[Labeled-object pointing entries]
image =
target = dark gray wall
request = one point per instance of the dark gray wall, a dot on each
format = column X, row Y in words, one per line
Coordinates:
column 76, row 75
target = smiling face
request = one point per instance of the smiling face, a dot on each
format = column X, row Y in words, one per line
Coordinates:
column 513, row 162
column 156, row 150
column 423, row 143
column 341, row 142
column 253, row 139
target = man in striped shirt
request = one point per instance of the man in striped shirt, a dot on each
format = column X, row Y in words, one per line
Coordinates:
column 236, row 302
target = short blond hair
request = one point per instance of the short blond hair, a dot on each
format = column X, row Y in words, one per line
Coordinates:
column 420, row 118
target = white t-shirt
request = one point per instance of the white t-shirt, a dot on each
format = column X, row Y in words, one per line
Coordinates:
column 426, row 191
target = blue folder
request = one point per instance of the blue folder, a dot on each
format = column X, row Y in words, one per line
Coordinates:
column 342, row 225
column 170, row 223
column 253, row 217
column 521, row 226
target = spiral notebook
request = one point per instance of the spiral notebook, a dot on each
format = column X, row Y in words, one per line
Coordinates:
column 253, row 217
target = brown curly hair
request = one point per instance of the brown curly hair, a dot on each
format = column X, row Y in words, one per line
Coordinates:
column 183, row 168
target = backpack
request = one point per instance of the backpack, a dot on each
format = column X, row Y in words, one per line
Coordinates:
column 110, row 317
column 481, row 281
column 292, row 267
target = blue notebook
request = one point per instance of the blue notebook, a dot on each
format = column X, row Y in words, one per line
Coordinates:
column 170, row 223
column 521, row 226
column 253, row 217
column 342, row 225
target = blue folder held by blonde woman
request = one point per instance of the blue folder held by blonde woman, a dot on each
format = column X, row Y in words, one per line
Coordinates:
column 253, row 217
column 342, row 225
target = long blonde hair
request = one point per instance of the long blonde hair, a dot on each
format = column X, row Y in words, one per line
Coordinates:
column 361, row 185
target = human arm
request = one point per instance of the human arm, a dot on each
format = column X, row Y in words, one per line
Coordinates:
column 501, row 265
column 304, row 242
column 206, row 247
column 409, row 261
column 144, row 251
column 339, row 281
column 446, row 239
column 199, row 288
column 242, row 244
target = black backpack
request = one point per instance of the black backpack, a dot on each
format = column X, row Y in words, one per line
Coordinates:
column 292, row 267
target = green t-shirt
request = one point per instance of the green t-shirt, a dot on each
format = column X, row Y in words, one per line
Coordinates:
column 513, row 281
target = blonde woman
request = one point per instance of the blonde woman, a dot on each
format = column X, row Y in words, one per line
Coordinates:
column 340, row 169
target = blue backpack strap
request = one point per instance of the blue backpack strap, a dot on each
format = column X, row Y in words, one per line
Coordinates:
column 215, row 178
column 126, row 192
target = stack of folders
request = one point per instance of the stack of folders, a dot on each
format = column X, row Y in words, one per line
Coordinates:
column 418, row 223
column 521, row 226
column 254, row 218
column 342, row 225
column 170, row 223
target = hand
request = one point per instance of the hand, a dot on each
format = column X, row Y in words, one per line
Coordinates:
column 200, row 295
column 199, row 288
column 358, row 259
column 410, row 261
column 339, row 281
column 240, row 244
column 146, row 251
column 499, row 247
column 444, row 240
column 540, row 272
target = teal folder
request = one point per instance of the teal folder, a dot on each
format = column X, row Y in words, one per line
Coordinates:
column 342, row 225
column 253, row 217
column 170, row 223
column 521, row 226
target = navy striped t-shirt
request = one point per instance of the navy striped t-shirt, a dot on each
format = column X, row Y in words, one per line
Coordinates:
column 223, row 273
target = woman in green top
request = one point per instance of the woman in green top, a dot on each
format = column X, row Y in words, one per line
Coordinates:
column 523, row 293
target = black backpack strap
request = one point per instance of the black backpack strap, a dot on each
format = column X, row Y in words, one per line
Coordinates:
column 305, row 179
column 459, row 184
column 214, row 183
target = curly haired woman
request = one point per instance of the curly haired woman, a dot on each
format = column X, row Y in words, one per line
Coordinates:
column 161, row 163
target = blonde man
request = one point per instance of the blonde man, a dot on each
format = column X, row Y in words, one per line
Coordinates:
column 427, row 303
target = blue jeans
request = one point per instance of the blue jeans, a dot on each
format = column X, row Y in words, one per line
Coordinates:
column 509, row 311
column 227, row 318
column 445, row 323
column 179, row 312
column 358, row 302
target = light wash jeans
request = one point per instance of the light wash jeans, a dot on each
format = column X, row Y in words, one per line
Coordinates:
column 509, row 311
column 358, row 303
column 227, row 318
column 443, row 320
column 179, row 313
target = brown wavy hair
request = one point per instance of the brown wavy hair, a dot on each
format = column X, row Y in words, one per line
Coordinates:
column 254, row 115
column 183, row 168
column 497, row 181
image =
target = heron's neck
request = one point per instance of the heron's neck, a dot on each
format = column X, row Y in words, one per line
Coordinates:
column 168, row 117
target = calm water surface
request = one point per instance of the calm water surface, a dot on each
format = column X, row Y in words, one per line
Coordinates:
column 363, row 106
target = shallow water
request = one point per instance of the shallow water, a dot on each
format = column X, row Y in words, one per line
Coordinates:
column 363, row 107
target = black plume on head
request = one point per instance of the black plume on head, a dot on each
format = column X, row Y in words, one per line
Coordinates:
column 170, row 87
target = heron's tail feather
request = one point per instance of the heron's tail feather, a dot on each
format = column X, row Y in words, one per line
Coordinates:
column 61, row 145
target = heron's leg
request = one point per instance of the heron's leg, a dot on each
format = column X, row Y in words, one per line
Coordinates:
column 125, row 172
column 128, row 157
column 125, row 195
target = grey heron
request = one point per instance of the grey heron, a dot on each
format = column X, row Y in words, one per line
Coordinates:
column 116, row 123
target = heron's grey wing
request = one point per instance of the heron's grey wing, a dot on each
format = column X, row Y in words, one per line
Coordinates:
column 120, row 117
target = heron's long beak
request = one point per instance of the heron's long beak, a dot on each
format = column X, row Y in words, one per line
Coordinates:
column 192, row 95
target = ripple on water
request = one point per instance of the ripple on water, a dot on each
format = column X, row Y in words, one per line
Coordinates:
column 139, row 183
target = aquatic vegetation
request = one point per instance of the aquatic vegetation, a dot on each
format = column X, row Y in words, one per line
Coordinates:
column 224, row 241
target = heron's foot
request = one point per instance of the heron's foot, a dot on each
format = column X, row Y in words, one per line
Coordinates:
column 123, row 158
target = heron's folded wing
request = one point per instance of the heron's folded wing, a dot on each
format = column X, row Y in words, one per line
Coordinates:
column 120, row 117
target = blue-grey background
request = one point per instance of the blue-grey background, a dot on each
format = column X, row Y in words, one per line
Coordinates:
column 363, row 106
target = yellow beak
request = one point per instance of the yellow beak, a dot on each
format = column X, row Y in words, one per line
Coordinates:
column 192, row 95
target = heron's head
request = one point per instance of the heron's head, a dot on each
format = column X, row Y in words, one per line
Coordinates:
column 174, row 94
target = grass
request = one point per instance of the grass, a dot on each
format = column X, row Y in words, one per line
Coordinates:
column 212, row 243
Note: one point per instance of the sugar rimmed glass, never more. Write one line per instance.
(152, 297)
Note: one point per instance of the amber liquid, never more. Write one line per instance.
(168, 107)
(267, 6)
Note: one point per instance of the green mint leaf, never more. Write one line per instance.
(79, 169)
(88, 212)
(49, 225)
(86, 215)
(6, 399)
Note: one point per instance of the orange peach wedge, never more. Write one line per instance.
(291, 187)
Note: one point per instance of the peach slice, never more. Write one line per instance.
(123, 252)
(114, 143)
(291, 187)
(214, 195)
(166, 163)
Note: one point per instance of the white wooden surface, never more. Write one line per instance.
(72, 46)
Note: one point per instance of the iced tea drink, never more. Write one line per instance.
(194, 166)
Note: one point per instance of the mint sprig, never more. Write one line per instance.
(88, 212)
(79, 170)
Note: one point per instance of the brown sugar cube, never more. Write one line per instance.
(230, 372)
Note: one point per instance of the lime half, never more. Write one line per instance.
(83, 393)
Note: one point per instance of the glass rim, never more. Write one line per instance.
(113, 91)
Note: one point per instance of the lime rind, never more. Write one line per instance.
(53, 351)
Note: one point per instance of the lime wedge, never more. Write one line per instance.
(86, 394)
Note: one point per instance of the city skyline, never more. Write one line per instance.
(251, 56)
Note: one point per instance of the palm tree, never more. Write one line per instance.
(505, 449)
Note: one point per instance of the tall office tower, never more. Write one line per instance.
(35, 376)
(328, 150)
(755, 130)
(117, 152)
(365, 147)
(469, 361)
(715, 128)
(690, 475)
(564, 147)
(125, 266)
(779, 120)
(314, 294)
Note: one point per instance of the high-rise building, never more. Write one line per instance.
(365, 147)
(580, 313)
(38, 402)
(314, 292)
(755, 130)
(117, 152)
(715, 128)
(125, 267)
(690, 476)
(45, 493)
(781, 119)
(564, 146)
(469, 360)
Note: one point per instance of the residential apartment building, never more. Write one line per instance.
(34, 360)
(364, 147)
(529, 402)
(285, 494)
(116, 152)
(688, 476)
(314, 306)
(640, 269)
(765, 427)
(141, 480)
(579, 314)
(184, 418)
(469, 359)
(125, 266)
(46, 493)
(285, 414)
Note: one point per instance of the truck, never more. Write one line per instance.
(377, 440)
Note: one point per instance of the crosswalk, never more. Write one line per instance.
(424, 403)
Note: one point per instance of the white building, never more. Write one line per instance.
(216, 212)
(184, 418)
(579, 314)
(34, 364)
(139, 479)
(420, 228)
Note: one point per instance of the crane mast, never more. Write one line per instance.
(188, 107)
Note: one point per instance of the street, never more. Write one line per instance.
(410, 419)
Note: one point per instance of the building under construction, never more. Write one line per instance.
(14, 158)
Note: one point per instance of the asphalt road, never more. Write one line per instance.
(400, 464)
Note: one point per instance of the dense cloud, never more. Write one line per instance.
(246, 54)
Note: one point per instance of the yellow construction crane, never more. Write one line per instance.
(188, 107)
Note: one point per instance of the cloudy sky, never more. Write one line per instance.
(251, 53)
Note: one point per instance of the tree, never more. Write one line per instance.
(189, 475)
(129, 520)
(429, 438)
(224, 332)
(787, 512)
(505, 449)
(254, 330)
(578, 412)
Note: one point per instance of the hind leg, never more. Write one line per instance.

• EXERCISE DESCRIPTION: Render the items from the beginning through the line that contains "column 420, row 118" as a numbered list, leaving out any blank lines.

• WRITTEN ANSWER:
1. image =
2. target = dark gray wall
3. request = one point per instance of the dark gray wall, a dot on each
4. format = column X, row Y in words, one per line
5. Coordinates:
6. column 76, row 75
7. target = smiling face
8. request = one point per instance of the smiling face, a dot on each
9. format = column X, row Y in words, one per line
10. Coordinates:
11. column 513, row 162
12. column 156, row 150
13. column 423, row 143
14. column 341, row 142
15. column 253, row 139
16. target = man in striped shirt
17. request = one point per instance of the man in striped shirt, a dot on each
18. format = column X, row Y in words, one per line
19. Coordinates:
20. column 236, row 302
21. target = short blond hair
22. request = one point per instance of the short blond hair, a dot on each
23. format = column X, row Y in words, one per line
24. Coordinates:
25. column 420, row 118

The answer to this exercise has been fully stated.